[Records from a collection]
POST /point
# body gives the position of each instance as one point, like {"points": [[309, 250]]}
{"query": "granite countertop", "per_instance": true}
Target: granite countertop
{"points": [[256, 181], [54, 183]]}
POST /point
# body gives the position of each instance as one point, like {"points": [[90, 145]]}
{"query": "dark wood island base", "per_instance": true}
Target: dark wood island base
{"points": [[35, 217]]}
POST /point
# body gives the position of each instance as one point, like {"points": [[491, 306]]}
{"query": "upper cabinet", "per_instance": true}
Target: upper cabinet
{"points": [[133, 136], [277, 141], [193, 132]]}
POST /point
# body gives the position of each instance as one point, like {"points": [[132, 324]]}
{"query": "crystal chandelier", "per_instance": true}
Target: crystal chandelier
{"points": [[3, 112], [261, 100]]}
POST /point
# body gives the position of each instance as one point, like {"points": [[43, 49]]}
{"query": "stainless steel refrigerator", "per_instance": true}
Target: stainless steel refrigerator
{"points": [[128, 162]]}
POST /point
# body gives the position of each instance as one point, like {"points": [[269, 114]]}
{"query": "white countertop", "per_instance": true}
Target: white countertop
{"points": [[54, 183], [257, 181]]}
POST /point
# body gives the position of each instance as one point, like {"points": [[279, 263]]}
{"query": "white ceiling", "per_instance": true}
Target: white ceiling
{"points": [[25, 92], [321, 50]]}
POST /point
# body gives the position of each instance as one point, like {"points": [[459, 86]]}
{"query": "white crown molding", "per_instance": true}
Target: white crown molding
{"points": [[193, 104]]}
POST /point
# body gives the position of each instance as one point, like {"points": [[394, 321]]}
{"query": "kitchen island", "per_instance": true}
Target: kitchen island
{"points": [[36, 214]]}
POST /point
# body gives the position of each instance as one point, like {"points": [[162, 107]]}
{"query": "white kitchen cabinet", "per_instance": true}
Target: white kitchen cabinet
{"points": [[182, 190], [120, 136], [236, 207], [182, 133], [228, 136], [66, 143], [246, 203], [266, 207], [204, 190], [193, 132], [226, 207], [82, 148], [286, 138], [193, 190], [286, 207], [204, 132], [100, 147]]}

* **Goal of the exercise**
Every entry needs to be retyped exactly.

* **Response to the task**
POST /point
# body gives the position of each instance as one point, like {"points": [[309, 250]]}
{"query": "granite countertop", "per_instance": true}
Target: granite countertop
{"points": [[256, 181], [54, 183]]}
POST /point
# body gives the position of each instance as one point, like {"points": [[90, 145]]}
{"query": "dark wood island base", "per_instance": true}
Target: dark wood island base
{"points": [[35, 217]]}
POST /point
# body gives the position of each instance as one point, like {"points": [[491, 306]]}
{"query": "upper cabinet", "per_instance": true}
Target: upper cabinet
{"points": [[133, 136], [277, 141], [193, 132]]}
POST /point
# body gives the position of each instance as one point, like {"points": [[132, 324]]}
{"query": "crystal chandelier", "per_instance": true}
Target: crystal chandelier
{"points": [[3, 112], [261, 100]]}
POST /point
# body gives the position of each instance as one point, like {"points": [[43, 49]]}
{"query": "stainless steel refrigerator", "per_instance": true}
Target: stainless steel refrigerator
{"points": [[128, 162]]}
POST /point
# body gives the position of each instance as one point, like {"points": [[269, 114]]}
{"query": "white countertop", "per_instance": true}
Target: white countertop
{"points": [[54, 183], [257, 181]]}
POST /point
# body gives the position of each instance as one point, like {"points": [[279, 263]]}
{"query": "white ceiling", "per_instance": true}
Target: white ceiling
{"points": [[25, 92], [321, 50]]}
POST /point
# body gives the position of each instance as one point, like {"points": [[459, 86]]}
{"query": "white crown molding", "per_instance": true}
Target: white crown molding
{"points": [[193, 104]]}
POST /point
# body gives the position of each instance as one point, like {"points": [[394, 321]]}
{"query": "kitchen island", "per_instance": true}
Target: kitchen island
{"points": [[36, 214]]}
POST /point
# body gives the position of each instance as one point, like {"points": [[162, 107]]}
{"query": "white kitchen cabinet", "per_instance": true}
Target: white kitchen cabinet
{"points": [[182, 190], [120, 136], [236, 207], [182, 133], [228, 136], [66, 143], [246, 203], [266, 207], [204, 190], [193, 132], [226, 207], [82, 148], [286, 138], [193, 190], [286, 207], [204, 132], [100, 147]]}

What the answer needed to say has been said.